__Your goal__. Write out the data below in full, unchanged, minus the images.

__Material for this exercise__.

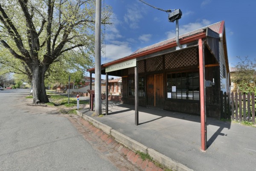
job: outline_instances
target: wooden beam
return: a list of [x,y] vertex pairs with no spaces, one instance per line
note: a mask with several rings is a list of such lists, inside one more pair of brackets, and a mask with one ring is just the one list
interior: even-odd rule
[[138,73],[138,65],[136,64],[136,67],[134,67],[134,77],[135,77],[135,125],[139,125],[139,110],[138,110],[139,107],[139,93],[138,93],[138,90],[139,89],[139,75]]
[[108,75],[106,72],[106,115],[108,114]]
[[200,113],[201,116],[201,150],[206,150],[206,129],[205,129],[205,104],[204,92],[204,62],[203,42],[201,39],[198,41],[199,54],[199,82],[200,96]]
[[[92,73],[90,73],[90,90],[92,90]],[[91,97],[91,94],[90,93],[90,109],[91,109],[91,101],[92,101],[92,98]]]
[[205,65],[204,67],[217,67],[219,66],[220,64],[209,64],[209,65]]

__Result of this task__.
job: outline_instances
target: wooden beam
return: a list of [x,y] vertex pairs with no spaces, one instance per line
note: a mask with several rings is a list of such lists, inside one more pair of brackets, and a mask with one ring is just the one list
interior: even-odd rule
[[138,73],[138,65],[136,64],[136,67],[134,67],[134,77],[135,77],[135,125],[139,125],[139,110],[138,110],[139,107],[139,93],[138,93],[138,90],[139,89],[139,75]]
[[108,75],[106,72],[106,115],[108,114]]
[[200,113],[201,116],[201,150],[206,150],[206,129],[205,129],[205,104],[204,92],[204,62],[203,42],[201,39],[198,41],[199,54],[199,82],[200,96]]
[[[92,73],[90,73],[90,90],[92,90]],[[91,97],[91,94],[90,93],[90,109],[91,109],[91,101],[92,101],[92,98]]]
[[205,65],[204,67],[217,67],[219,66],[220,64],[209,64],[209,65]]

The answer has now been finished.